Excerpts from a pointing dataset
* begin *
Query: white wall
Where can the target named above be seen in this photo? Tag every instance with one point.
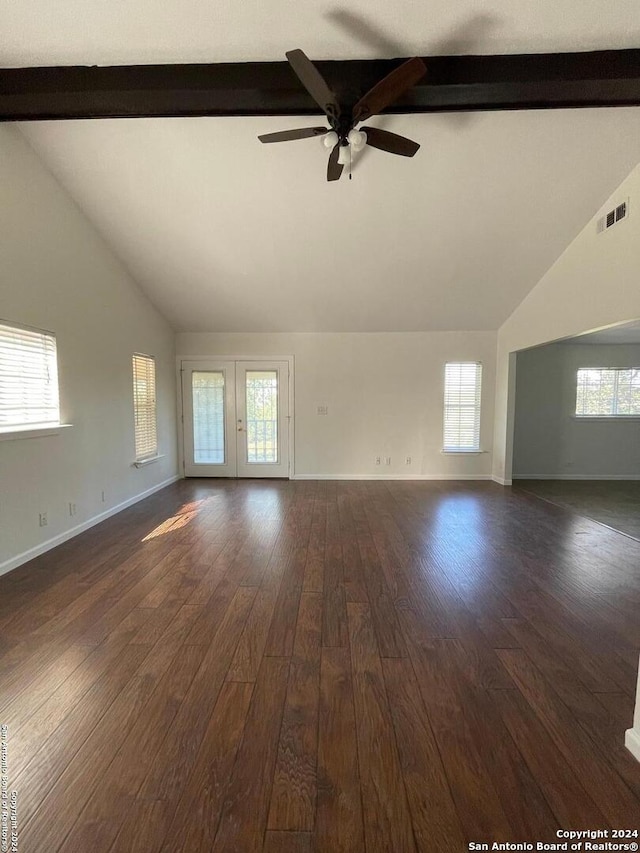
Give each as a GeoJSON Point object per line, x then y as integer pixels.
{"type": "Point", "coordinates": [384, 392]}
{"type": "Point", "coordinates": [595, 283]}
{"type": "Point", "coordinates": [57, 274]}
{"type": "Point", "coordinates": [549, 441]}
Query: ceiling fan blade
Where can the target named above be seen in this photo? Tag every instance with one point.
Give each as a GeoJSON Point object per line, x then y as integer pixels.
{"type": "Point", "coordinates": [313, 82]}
{"type": "Point", "coordinates": [334, 169]}
{"type": "Point", "coordinates": [389, 89]}
{"type": "Point", "coordinates": [289, 135]}
{"type": "Point", "coordinates": [391, 142]}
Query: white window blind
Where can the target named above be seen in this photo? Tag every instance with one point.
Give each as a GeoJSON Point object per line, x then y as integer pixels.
{"type": "Point", "coordinates": [28, 378]}
{"type": "Point", "coordinates": [462, 388]}
{"type": "Point", "coordinates": [605, 392]}
{"type": "Point", "coordinates": [144, 404]}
* end *
Task directions: Could you turn all of the material above into a numbered list, one line per item, skipping blank lines and leaving out the pictures?

Worked answer:
1. Query: white wall
2. Where can the target named above be seen in this photo? Tag every instance with one point.
3. Give each as a GeoJSON Point object per line, x then y as integer pixels.
4. {"type": "Point", "coordinates": [384, 392]}
5. {"type": "Point", "coordinates": [595, 283]}
6. {"type": "Point", "coordinates": [57, 274]}
7. {"type": "Point", "coordinates": [549, 441]}
8. Query: ceiling fan blade
9. Where can the target named above be seen in this photo? Tag every instance with one point.
10. Give each as a GeoJSON Point object per line, x then y as integer pixels.
11. {"type": "Point", "coordinates": [313, 82]}
12. {"type": "Point", "coordinates": [334, 169]}
13. {"type": "Point", "coordinates": [389, 89]}
14. {"type": "Point", "coordinates": [289, 135]}
15. {"type": "Point", "coordinates": [391, 142]}
16. Query: white window blind
17. Where can the target named above be seen in this photo? Tag every instance with one point.
18. Give each as a GeoJSON Point object per line, x then y as integer pixels.
19. {"type": "Point", "coordinates": [28, 378]}
20. {"type": "Point", "coordinates": [462, 388]}
21. {"type": "Point", "coordinates": [605, 392]}
22. {"type": "Point", "coordinates": [144, 404]}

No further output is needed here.